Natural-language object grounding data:
········
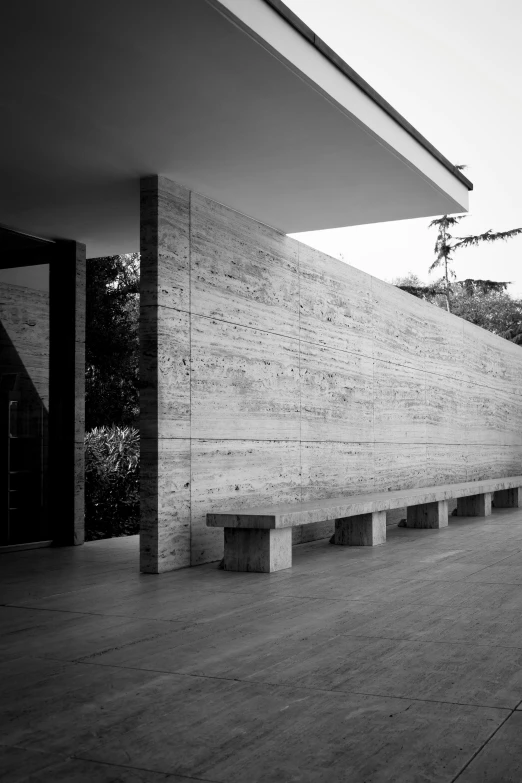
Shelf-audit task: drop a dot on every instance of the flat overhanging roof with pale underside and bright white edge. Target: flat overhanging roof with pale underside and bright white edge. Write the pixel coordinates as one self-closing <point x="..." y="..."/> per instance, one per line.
<point x="236" y="99"/>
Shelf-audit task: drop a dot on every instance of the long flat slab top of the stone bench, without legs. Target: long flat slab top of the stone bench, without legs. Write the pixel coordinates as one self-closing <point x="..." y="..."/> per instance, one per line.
<point x="294" y="514"/>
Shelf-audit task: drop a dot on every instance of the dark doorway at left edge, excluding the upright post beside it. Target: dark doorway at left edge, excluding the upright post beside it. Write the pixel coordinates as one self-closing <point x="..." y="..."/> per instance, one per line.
<point x="24" y="390"/>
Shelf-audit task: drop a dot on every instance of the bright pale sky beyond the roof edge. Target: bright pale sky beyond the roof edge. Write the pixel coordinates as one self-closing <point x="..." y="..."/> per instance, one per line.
<point x="453" y="69"/>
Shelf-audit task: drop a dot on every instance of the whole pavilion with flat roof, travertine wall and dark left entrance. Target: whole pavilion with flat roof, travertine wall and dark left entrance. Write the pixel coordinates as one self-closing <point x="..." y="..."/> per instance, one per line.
<point x="202" y="133"/>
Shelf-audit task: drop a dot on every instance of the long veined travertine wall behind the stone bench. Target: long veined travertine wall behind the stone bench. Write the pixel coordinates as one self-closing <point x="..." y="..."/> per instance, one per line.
<point x="272" y="372"/>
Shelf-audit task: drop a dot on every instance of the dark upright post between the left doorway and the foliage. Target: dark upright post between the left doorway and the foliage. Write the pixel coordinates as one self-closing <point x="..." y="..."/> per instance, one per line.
<point x="67" y="392"/>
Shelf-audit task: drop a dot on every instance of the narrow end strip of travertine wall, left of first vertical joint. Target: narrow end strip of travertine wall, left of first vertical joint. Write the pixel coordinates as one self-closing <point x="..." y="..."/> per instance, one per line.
<point x="164" y="376"/>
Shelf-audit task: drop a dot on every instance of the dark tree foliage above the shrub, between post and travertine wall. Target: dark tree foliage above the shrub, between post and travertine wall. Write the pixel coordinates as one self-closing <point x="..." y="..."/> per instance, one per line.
<point x="112" y="341"/>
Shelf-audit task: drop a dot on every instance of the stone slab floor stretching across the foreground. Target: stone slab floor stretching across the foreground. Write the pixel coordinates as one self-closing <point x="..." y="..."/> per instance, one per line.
<point x="398" y="663"/>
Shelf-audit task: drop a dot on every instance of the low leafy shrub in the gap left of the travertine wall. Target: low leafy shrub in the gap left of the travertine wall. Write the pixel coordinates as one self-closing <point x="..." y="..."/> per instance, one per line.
<point x="112" y="464"/>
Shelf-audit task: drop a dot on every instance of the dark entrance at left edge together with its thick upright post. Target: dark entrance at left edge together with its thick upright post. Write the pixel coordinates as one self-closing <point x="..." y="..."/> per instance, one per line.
<point x="42" y="369"/>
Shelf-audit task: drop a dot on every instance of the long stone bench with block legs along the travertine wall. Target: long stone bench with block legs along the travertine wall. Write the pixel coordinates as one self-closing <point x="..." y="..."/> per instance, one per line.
<point x="260" y="539"/>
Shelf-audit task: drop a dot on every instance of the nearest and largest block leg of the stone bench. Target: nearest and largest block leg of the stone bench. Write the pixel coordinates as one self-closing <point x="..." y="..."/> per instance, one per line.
<point x="262" y="551"/>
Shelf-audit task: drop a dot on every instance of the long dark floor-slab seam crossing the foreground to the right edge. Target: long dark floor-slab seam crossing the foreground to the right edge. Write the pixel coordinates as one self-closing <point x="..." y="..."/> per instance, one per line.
<point x="305" y="688"/>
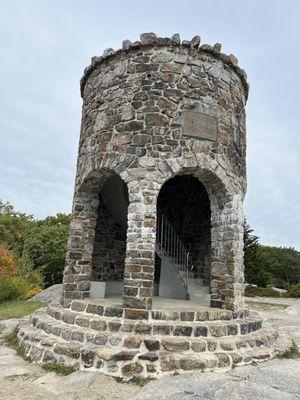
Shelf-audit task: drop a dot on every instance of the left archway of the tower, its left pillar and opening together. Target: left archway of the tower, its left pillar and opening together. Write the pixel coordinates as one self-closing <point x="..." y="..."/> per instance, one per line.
<point x="97" y="239"/>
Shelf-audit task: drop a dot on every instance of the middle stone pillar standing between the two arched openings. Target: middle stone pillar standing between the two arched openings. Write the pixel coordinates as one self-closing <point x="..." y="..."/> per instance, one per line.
<point x="140" y="252"/>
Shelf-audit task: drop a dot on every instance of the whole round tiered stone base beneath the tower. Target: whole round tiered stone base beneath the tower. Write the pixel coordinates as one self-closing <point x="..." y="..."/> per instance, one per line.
<point x="101" y="335"/>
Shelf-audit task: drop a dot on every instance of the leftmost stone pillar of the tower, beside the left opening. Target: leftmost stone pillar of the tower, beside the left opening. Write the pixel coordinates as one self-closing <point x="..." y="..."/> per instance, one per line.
<point x="80" y="246"/>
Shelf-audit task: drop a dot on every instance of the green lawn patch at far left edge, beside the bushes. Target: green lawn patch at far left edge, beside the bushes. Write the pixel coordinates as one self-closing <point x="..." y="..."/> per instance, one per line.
<point x="18" y="309"/>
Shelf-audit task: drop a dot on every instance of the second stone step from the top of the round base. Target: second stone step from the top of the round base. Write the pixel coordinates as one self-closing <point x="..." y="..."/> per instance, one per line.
<point x="186" y="326"/>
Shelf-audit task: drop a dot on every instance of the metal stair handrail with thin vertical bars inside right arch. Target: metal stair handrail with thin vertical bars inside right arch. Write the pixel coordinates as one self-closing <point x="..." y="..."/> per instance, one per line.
<point x="171" y="244"/>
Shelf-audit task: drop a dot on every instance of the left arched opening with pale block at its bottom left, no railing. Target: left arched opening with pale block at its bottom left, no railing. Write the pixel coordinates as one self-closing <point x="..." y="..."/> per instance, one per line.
<point x="108" y="259"/>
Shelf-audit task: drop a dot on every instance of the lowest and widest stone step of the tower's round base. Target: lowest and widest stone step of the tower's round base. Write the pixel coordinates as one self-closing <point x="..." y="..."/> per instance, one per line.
<point x="147" y="357"/>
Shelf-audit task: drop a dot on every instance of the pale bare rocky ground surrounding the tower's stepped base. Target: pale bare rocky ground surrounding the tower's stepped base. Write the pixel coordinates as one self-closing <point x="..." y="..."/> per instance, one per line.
<point x="276" y="379"/>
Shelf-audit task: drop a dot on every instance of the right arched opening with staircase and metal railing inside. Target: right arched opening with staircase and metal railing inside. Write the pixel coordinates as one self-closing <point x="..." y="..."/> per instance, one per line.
<point x="183" y="245"/>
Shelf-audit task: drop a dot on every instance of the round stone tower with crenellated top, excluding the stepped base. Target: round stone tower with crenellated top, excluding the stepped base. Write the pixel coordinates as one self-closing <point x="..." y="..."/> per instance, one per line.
<point x="161" y="176"/>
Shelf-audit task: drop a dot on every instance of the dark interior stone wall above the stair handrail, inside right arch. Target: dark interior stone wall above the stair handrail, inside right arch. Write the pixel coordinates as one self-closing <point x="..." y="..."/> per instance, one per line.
<point x="184" y="201"/>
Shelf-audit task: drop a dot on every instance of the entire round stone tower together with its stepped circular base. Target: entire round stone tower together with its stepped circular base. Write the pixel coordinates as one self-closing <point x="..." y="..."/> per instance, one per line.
<point x="157" y="221"/>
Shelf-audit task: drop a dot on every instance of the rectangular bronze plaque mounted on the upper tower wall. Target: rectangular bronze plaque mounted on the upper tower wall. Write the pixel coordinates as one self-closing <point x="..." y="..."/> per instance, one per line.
<point x="200" y="125"/>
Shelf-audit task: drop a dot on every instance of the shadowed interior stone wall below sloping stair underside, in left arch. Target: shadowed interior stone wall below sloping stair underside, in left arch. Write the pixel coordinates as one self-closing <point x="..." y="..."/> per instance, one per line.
<point x="109" y="249"/>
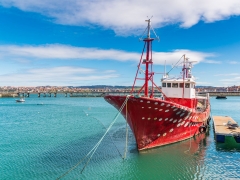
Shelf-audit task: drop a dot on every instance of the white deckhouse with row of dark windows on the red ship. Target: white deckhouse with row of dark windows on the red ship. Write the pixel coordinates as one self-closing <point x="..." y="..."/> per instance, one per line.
<point x="177" y="88"/>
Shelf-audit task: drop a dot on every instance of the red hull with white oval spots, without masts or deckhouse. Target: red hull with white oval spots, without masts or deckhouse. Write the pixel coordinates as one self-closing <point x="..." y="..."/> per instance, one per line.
<point x="156" y="122"/>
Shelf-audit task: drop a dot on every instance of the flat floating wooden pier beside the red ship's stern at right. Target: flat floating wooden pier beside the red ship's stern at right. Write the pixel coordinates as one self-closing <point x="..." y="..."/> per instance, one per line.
<point x="225" y="126"/>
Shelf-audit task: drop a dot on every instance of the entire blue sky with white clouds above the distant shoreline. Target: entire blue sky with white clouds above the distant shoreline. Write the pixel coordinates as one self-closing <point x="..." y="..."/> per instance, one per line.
<point x="96" y="42"/>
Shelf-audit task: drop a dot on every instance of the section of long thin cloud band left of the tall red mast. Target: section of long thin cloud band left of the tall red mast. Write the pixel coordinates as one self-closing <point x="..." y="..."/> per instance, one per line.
<point x="57" y="51"/>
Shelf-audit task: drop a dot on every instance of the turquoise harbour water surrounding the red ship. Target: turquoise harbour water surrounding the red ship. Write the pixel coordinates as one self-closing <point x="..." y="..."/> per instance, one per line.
<point x="43" y="138"/>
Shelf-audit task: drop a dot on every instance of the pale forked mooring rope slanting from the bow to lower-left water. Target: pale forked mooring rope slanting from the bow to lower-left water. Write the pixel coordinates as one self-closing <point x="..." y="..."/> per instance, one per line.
<point x="98" y="143"/>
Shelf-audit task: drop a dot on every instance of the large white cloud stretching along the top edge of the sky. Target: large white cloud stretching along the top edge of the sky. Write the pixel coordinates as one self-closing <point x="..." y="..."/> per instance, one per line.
<point x="127" y="15"/>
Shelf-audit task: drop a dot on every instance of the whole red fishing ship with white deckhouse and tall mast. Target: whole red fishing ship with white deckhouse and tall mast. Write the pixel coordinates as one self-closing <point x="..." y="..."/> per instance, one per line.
<point x="177" y="115"/>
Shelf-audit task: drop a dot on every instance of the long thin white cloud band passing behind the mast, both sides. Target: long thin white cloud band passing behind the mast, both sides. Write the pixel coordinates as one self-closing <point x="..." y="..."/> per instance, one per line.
<point x="63" y="52"/>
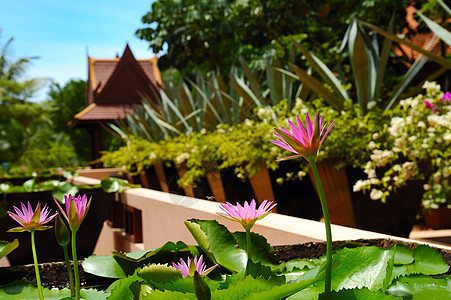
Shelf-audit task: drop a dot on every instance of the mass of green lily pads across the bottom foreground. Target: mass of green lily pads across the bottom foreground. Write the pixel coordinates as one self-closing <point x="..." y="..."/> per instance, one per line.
<point x="358" y="273"/>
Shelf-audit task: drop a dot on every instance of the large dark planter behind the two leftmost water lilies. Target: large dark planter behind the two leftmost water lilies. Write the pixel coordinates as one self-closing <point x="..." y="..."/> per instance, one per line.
<point x="47" y="248"/>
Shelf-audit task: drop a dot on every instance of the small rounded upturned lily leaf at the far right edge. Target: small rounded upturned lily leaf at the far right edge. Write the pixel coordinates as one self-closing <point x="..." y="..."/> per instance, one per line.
<point x="427" y="261"/>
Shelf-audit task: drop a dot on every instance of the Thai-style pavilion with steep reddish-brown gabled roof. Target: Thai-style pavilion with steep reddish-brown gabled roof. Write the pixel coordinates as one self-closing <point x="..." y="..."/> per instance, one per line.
<point x="114" y="86"/>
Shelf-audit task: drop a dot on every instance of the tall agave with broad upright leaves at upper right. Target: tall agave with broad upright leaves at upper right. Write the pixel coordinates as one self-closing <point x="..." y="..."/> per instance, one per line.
<point x="368" y="64"/>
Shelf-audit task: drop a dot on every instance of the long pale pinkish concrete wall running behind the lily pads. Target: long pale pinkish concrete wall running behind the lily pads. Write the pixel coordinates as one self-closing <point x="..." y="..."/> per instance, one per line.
<point x="163" y="217"/>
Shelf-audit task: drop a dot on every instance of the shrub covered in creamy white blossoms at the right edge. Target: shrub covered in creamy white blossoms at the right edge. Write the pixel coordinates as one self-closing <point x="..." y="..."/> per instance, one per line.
<point x="415" y="145"/>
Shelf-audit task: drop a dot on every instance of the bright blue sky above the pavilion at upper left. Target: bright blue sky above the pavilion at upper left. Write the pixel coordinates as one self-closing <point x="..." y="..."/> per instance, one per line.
<point x="62" y="32"/>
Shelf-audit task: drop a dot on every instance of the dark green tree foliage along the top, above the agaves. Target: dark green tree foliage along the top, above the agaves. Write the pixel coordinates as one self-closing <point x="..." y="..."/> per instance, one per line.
<point x="207" y="35"/>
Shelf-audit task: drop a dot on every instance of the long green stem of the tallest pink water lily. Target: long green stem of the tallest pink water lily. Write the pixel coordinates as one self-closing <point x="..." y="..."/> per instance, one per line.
<point x="322" y="198"/>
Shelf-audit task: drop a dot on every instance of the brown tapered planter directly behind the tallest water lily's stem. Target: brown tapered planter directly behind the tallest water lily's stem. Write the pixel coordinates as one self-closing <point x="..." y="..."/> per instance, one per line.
<point x="336" y="189"/>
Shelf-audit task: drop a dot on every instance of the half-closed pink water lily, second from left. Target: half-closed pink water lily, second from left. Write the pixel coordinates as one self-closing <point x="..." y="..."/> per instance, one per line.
<point x="76" y="210"/>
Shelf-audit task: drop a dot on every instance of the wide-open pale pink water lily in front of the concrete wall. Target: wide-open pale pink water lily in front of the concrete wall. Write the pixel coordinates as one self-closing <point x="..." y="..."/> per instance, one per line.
<point x="247" y="214"/>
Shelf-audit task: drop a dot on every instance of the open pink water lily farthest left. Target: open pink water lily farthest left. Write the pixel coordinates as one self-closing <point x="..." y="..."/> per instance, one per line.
<point x="31" y="220"/>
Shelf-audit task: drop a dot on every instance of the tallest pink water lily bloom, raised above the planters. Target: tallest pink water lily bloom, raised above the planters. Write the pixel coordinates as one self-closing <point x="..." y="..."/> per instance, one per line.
<point x="302" y="140"/>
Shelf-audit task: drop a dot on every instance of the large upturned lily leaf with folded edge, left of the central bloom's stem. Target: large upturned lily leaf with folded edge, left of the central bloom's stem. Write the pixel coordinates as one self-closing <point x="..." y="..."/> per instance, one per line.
<point x="217" y="243"/>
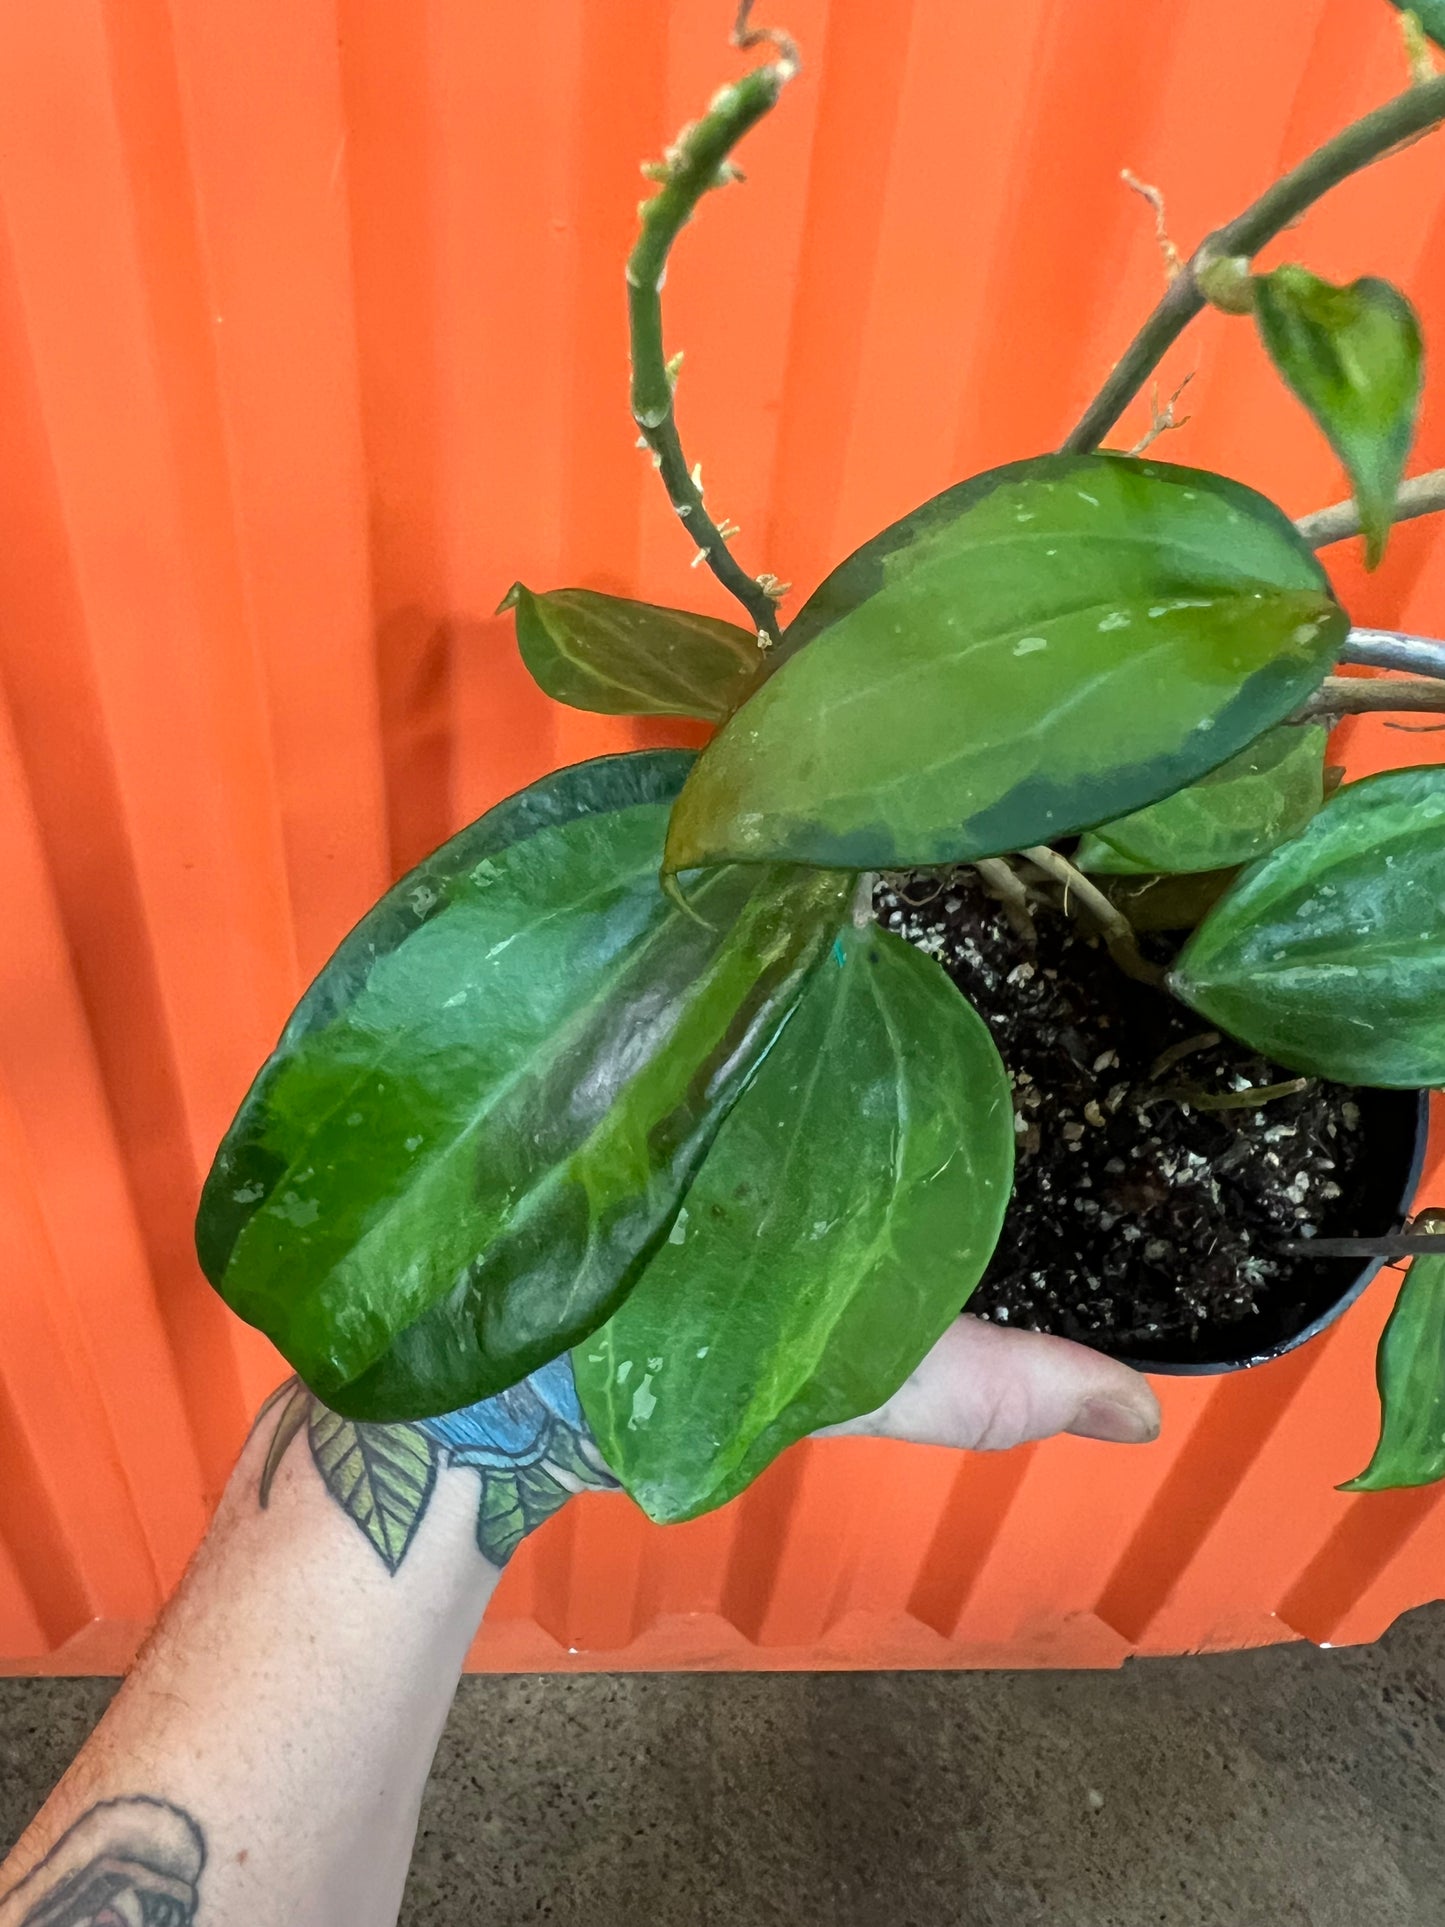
········
Required work:
Write out, word for word, the line containing "the large upturned" and each line after it to the end of the data, and nothing more. Drop the pictures.

Written answer:
Shelf-audit task: drop a dot on every instance of the large upturned lily leaf with folded edge, left of the central bloom's stem. Target: large upturned lily leaf with folded edge, left of the central bloom's stem. Write the pixel coordinates as one self-closing <point x="..." y="..."/> per instance, one per line.
<point x="217" y="243"/>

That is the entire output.